--- START SUPPLIED DATA ---

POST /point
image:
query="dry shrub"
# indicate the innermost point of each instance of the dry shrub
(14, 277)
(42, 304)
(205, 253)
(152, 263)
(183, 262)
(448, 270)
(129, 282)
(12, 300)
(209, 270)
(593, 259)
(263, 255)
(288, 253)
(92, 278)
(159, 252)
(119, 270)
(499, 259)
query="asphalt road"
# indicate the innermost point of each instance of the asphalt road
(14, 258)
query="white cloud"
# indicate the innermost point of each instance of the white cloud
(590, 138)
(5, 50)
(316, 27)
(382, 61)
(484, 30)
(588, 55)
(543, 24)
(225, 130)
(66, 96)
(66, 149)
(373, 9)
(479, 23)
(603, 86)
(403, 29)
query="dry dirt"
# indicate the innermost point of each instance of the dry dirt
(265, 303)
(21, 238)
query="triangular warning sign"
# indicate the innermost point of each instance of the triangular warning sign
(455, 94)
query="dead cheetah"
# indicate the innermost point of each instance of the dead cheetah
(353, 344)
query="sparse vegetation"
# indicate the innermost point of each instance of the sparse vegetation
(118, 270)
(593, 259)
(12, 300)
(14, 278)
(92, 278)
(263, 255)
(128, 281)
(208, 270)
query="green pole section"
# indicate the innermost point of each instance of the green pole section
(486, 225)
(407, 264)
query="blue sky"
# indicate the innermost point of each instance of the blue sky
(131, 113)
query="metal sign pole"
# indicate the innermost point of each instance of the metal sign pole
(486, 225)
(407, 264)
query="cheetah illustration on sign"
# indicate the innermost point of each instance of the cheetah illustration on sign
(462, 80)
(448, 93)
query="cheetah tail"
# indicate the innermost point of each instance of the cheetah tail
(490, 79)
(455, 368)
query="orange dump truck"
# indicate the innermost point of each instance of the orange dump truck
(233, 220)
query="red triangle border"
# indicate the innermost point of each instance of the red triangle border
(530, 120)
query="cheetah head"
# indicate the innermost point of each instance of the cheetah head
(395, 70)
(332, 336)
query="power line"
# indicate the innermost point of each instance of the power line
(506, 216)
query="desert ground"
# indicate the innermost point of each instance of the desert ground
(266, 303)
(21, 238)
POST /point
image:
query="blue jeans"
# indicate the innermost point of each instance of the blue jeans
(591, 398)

--- END SUPPLIED DATA ---

WHAT YOU HAVE TO DO: Extract every line of the records above that contains the string "triangular", treating the match as case-sensitive.

TASK RESPONSE:
query="triangular warning sign"
# indicate the innermost point of each instance of the triangular warning sign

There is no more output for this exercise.